#### Extract to read ####

Furthermore, unlike Hawaiʻi, the statehood agreement between the U.S. and Texas in 1845 was bilateral. Statehood admission was approved by Texas through both a congressional majority and a voter majority, neither of which were the case for the alleged annexation of Hawaiʻi by joint resolution in 1898.
The alleged statehood admission vote of 1959 followed six decades of occupation, during which the U.S. systematically denationalized and Americanized Hawaiian subjects. Simultaneously, the U.S. transferred settlers from its military and civilian population into the occupied territory, then allowed them to vote in the invalid plebiscite, essentially stuffing the ballot box. This is considered a war crime under occupation law, including a grave breach of the Geneva Convention IV. These international treaties apply to Hawaiʻi, because the U.S. occupation actually commenced with the “Admission Day” ceremony held on June 14th, 1900, after those conventions had already taken effect.
35% vs. 94%
Fact: 35% of Hawaiʻi residents (who were “eligible” to vote) voted for American statehood in 1959. By excluding those who abstained from the vote, the figure is artificially increased to 77%. By excluding those who voted, but abstained from the statehood question, the number is artificially increased even further to 94%. This is how the revisionist history of Hawaiʻi lies with statistics to pretend that Hawaiʻi is annexed rather than occupied.
Fact: 65% of Hawaiʻi residents (who were “eligible” to vote) DID NOT vote for American statehood in 1959, through a false plebiscite that excluded an independence option.
Source: The Statehood Plebiscite
Plebiscite Criteria Under Customary International Law
Under customary international law, an independence option must be offered by a plebiscite. Consequently, the 1959 vote does not qualify as a plebiscite, which means that it is nothing more than a joint enactment of United States Congress, being a domestic law restricted to the continental U.S. borders.
Under customary international law, abstentions are not excluded from a plebiscite outcome, and 35% is too low to be considered a mandate. By comparison, the 85% voter turnout for the Scotland referendum of 2016 is considered a mandate. In 2014, Greece had a 70% voter turnout for its referendum regarding the country’s economic future.
Unlike domestic elections, abstentions cannot be excluded from the outcome of a plebiscite to determine a political relationship between states. Furthermore, since the U.S. Senate does not exclude abstentions when voting to ratify a treaty, then the 1959 vote must be held to the same standard of non-exclusion to allege territorial annexation.
Chain of No Title
Of the 90 U.S. Senators in 1898, only one maintained that territorial annexation by joint resolution was constitutional. The other senators who debated the issue said that annexation by joint resolution was not only unlawful and unconstitutional, but that it was logically impossible. If countries could unilaterally acquire each other through domestic legislation, the world would be chaos, and there would be no such thing as occupied states and colonized territories.
The title of U.S. Joint Resolution no. 55, enacted on July 7th, 1898, “To provide for annexing the Hawaiian Islands to the United States,” is an explicit upfront disclaimer that it was not itself the intended instrument for territorial annexation of Hawaiʻi. Instead, it effectively defers that responsibility to the subsequent “organic act” of 1900.

#### Provided records ####

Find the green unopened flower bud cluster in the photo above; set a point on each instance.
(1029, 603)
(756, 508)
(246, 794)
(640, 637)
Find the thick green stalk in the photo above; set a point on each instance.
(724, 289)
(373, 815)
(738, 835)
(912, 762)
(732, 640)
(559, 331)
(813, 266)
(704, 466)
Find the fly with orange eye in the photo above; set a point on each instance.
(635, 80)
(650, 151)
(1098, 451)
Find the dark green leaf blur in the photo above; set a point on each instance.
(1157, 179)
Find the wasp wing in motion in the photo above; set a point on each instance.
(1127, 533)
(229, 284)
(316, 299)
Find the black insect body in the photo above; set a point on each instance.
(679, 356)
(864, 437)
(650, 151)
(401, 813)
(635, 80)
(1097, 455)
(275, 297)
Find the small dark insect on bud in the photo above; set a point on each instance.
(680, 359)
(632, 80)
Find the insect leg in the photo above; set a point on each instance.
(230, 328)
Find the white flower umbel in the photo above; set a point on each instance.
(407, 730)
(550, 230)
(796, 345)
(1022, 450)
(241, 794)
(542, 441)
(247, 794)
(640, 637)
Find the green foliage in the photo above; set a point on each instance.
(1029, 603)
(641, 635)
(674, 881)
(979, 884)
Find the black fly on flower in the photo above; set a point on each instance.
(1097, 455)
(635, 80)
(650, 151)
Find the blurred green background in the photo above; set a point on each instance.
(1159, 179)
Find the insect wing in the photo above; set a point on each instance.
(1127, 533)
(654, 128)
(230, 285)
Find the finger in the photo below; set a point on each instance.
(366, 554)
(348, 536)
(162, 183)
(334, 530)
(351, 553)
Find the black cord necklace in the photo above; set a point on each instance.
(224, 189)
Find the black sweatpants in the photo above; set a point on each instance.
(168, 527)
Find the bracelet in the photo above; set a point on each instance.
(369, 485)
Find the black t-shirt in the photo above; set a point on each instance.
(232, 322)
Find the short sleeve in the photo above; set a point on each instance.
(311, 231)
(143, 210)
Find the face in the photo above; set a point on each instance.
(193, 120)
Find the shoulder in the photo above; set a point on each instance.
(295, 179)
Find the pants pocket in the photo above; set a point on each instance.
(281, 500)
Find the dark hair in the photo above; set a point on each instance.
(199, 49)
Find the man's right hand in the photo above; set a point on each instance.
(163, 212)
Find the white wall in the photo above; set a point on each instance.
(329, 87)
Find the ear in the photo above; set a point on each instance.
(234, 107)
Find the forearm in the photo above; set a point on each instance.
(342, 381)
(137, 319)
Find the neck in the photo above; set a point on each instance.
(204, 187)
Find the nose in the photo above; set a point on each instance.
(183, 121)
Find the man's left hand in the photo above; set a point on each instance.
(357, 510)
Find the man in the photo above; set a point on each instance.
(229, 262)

####

> **What is needed**
Summarize the passage about Hawaiʻi's statehood vote in three sentences.

> **Answer to the exercise**
The passage argues that, unlike the bilateral statehood agreement with Texas in 1845, Hawaiʻi's 1898 annexation by joint resolution and its 1959 statehood vote were invalid, because the vote followed six decades of occupation in which the U.S. Americanized Hawaiian subjects and moved settlers in to vote. It states that only 35% of eligible residents voted for statehood and that the 94% figure comes from excluding abstentions, which customary international law does not allow in a plebiscite. It adds that the 1959 vote offered no independence option and so was not a true plebiscite, and that nearly all senators in 1898 considered annexation by joint resolution unconstitutional.